AIM: Replace "green chair" with "yellow chair" in the stretch from the line containing "Given the following task — detect brick" through the line containing "[0,95,27,128]", changing nothing else, and return only those lines.

[start of DATA SHOWN]

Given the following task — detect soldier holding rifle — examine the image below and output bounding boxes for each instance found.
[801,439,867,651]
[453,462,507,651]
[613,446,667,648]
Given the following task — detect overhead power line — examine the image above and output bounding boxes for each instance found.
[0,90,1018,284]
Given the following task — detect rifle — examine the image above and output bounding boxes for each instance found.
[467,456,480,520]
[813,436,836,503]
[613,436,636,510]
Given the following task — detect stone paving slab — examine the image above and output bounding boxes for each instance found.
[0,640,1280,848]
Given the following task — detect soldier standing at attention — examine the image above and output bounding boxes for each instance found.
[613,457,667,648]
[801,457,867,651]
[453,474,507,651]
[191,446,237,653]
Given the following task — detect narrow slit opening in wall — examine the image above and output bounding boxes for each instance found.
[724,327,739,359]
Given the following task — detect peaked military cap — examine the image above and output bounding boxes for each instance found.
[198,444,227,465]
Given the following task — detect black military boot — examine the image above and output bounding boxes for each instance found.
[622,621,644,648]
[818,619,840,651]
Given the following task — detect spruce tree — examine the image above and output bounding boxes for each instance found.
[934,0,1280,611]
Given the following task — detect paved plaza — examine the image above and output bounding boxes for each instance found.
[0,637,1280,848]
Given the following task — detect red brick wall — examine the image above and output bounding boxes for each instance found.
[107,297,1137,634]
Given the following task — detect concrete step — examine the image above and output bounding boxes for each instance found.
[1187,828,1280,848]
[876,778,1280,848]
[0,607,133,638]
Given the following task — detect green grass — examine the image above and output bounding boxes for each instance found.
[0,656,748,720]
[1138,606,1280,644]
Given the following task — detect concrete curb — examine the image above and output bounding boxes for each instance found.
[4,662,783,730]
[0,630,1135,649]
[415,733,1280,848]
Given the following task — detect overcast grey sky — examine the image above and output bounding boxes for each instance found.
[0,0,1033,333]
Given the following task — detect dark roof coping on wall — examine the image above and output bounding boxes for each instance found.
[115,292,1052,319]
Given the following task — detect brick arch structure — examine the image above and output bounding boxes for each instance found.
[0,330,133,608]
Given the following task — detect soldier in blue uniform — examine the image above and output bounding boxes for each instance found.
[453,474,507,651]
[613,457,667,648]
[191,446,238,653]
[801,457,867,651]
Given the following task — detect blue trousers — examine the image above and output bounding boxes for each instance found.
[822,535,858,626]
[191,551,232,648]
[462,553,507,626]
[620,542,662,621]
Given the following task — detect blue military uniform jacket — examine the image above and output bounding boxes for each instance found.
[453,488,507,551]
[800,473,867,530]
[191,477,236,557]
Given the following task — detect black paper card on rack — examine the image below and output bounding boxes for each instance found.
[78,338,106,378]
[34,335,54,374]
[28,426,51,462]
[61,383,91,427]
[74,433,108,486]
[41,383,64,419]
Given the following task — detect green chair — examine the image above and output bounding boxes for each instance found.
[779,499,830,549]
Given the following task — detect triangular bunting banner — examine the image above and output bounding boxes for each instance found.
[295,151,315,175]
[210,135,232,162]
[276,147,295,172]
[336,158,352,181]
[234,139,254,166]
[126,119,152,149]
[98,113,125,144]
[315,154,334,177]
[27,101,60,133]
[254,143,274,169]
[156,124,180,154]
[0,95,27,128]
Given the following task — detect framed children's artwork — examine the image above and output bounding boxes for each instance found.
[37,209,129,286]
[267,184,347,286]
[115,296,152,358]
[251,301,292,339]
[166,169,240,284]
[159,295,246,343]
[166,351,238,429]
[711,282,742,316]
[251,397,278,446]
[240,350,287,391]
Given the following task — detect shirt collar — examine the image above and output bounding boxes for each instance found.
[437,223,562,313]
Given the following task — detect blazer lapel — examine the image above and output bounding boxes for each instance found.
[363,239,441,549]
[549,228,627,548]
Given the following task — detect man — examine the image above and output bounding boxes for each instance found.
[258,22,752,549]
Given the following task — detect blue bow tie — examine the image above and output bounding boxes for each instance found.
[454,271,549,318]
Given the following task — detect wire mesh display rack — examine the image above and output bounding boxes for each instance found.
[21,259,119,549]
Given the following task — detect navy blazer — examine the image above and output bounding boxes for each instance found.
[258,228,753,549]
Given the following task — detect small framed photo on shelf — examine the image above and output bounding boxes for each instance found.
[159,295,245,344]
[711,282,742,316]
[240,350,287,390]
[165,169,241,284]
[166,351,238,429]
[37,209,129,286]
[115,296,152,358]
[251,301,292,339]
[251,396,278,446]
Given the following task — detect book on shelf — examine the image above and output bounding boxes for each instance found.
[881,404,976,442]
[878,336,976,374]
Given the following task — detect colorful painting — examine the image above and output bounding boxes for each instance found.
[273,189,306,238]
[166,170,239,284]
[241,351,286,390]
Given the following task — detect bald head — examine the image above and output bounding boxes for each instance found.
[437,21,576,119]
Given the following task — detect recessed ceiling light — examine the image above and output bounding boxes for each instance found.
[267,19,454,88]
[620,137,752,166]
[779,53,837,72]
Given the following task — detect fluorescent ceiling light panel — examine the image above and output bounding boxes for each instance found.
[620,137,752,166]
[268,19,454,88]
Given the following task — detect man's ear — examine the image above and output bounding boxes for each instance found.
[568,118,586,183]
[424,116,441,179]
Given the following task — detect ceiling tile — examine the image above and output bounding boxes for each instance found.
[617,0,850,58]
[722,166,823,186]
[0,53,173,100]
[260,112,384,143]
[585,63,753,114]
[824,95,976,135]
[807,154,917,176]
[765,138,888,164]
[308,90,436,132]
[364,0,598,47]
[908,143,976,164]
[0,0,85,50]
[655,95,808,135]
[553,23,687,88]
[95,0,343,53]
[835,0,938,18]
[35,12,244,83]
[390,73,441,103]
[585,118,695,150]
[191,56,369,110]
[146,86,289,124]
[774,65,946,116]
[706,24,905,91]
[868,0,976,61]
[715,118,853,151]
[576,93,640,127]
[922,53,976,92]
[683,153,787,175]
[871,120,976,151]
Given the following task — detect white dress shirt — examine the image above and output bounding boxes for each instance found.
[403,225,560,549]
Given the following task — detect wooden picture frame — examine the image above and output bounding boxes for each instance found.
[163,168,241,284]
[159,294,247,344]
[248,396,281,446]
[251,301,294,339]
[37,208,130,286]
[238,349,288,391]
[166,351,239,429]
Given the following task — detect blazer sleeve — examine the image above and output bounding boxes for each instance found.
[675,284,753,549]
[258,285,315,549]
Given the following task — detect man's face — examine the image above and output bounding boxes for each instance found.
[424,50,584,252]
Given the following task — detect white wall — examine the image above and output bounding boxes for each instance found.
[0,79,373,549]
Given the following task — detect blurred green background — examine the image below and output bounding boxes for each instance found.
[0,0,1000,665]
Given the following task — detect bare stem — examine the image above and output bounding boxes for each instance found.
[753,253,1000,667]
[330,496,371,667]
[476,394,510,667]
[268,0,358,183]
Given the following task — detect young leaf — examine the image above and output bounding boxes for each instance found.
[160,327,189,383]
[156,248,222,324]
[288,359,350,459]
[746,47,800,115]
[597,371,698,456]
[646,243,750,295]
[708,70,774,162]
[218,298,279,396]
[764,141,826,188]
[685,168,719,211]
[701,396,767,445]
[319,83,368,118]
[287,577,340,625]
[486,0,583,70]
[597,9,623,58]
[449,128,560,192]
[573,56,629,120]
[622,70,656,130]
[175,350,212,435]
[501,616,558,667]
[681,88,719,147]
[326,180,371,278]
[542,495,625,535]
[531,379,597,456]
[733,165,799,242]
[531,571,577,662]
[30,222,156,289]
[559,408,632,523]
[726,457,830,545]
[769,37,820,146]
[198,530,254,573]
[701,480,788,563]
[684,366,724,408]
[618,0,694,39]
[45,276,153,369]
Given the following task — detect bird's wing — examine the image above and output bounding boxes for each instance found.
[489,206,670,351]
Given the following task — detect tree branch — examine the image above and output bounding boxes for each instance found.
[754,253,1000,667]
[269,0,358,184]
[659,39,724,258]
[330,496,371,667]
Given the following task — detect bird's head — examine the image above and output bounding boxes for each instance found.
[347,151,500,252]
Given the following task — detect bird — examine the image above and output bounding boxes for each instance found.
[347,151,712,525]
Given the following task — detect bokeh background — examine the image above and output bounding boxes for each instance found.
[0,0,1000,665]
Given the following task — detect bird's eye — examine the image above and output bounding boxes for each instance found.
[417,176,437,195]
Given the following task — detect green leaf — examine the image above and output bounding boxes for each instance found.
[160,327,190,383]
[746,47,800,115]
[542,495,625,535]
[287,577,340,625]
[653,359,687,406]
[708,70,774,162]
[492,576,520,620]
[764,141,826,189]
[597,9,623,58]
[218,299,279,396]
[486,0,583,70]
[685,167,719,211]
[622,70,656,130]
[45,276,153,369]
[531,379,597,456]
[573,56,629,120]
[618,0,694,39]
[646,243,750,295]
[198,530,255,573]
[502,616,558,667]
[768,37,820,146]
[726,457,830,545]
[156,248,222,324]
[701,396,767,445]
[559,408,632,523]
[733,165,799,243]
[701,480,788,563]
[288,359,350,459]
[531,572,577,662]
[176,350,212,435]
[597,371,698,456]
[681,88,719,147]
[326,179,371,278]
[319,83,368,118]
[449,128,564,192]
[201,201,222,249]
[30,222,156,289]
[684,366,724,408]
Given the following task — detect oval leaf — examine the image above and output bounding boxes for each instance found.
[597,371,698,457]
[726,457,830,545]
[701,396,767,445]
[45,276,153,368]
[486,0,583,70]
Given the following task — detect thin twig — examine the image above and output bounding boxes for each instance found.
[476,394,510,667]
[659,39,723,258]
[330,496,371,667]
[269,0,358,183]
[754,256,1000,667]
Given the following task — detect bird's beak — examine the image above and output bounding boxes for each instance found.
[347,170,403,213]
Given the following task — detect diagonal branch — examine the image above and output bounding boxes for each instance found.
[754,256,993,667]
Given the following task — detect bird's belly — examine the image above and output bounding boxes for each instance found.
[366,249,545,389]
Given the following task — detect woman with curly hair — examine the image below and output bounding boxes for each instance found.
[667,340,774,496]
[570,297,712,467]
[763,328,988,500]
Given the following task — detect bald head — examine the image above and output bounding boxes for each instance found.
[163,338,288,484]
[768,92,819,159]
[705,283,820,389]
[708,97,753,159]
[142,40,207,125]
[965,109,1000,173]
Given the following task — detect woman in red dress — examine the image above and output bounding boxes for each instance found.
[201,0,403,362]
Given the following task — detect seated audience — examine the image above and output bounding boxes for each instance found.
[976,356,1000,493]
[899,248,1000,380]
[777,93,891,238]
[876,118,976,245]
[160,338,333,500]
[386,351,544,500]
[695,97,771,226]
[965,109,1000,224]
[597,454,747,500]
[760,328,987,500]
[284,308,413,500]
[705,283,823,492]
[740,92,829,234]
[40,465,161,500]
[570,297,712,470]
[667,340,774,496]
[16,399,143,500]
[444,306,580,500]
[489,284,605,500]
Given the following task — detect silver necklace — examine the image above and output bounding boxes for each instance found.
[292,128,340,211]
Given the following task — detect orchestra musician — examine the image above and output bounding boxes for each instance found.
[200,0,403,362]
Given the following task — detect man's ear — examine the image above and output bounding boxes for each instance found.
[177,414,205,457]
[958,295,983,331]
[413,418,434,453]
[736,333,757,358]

[end of DATA SHOWN]

EXERCISE OUTPUT:
Given the following task — detect brick arch structure — examine the image above and output bounding boxes for each instance found.
[0,330,133,608]
Given the following task — detect soldier in blue uniform — examine the image above and output bounding boxes for each instance found.
[453,474,507,651]
[613,457,667,648]
[191,446,238,653]
[801,457,867,651]
Given the following task — detect blue trousers — examine the image above and output bounding boxes for each instance found.
[822,535,858,626]
[191,551,232,648]
[462,553,507,626]
[620,542,662,621]
Given the following task — detect blue military uniform jacket — examine the image above and output bounding boxes for each instance found.
[453,488,507,551]
[800,473,867,530]
[191,477,236,557]
Given the following task — detect black paper card on rack — examine the image below and output bounding boxes for each instance found.
[78,338,106,378]
[34,335,54,374]
[28,426,51,462]
[61,383,91,427]
[74,433,108,486]
[41,383,64,419]
Given the following task — detect yellow chair — examine the image above and output bounding boxes for each instance found.
[779,499,830,549]
Given the following task — detect triangular bunting banner — examine the image above and output bounding boxes for each instance found.
[295,151,315,175]
[210,135,232,162]
[276,147,295,172]
[336,158,352,181]
[234,139,254,166]
[126,119,152,149]
[98,113,125,144]
[315,154,334,177]
[27,101,60,133]
[254,143,274,169]
[156,124,180,154]
[0,95,27,128]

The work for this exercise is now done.